PAGE EXCERPT:
────────
On April 25, Joe Biden announced his long-anticipated bid for the 2020 Democratic nomination. He has polled as favorite and, like many candidates, is positioning himself as the antithesis to President Donald Trump, vowing in his launch announcement to fight “everything Trump embraces.”
Yet from rhetoric to straightforward policy, Biden’s approach to drugs has plenty in common with that of his supposed nemesis. Just as Trump pushes the draconian fantasy of a “drug-free America,” Biden’s long record suggests that he, too, dreams of the total elimination of drug use, despite the human rights consequences.
In a 1989 response to then-President George H. W. Bush, Biden asserted, “If there are no drug users, there will be no appetite for drugs, and there will be no market for them.”
If Obama’s vice president is going to live up to his commitment to stand apart from Trump, he has a major transformation to undergo, given his consistent espousal of the War on Drugs, from the crack era through the growth of the harm reduction movement.
────────
WHAT YOU WILL DO:
1. Answer these from the Biden article.
(a) On what date did Biden announce his bid for the 2020 Democratic nomination?
(b) What fantasy does the article say Trump pushes?
(c) In what year did Biden respond to then-President George H. W. Bush?
2. Reproduce the part of the Biden article starting with "On April 25, Joe" and going on through "human rights consequences.".

Referring expression grounding data
────────
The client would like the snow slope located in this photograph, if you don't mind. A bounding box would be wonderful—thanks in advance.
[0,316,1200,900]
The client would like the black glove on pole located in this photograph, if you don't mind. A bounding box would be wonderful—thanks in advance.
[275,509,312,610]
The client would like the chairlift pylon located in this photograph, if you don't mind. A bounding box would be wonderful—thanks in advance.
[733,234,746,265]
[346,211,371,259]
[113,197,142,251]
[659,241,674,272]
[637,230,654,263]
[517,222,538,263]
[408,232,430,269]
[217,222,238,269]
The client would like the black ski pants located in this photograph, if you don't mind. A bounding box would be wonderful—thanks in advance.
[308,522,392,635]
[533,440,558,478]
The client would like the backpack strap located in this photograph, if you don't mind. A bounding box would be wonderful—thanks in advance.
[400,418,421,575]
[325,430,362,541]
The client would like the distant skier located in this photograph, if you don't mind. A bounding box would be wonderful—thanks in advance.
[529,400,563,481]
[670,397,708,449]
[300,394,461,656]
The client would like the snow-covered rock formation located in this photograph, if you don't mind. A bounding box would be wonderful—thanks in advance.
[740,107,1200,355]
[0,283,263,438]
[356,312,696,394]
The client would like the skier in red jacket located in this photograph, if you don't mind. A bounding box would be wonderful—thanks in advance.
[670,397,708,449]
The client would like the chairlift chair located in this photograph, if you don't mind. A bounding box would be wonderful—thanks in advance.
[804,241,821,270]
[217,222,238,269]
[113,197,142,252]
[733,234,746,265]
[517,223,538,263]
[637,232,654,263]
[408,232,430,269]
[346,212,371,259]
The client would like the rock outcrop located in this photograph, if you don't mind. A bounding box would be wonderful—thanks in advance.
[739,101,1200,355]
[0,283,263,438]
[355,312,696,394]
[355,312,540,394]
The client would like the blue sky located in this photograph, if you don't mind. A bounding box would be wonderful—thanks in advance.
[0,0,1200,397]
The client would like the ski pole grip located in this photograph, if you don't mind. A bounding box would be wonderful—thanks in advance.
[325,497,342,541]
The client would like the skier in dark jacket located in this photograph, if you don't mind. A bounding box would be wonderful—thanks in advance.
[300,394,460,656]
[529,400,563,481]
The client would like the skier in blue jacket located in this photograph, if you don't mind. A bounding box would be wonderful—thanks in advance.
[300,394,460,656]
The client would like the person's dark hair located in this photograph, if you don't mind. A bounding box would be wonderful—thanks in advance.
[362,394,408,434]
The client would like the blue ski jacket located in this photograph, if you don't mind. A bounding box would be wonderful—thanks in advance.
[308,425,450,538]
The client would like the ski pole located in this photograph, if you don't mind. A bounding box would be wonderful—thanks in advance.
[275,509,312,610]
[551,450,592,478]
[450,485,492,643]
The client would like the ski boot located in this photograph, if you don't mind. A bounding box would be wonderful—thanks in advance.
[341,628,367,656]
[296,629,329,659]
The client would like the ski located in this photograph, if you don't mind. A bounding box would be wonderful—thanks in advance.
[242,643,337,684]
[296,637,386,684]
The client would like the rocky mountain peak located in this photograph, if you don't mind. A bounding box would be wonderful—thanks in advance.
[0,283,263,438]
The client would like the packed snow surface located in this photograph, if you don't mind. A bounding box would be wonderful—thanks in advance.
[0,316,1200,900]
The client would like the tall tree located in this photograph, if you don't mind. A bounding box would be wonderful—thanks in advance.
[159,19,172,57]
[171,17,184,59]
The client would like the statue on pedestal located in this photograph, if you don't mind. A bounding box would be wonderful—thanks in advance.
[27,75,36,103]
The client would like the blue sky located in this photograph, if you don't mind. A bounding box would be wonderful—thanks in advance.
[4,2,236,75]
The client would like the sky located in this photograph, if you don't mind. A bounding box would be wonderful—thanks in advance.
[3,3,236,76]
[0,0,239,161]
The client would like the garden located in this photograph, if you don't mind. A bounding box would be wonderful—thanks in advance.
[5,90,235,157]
────────
RESPONSES BY TASK:
1.
(a) April 25
(b) A "drug-free America"
(c) 1989

2.
On April 25, Joe Biden announced his long-anticipated bid for the 2020 Democratic nomination. He has polled as favorite and, like many candidates, is positioning himself as the antithesis to President Donald Trump, vowing in his launch announcement to fight “everything Trump embraces.”
Yet from rhetoric to straightforward policy, Biden’s approach to drugs has plenty in common with that of his supposed nemesis. Just as Trump pushes the draconian fantasy of a “drug-free America,” Biden’s long record suggests that he, too, dreams of the total elimination of drug use, despite the human rights consequences.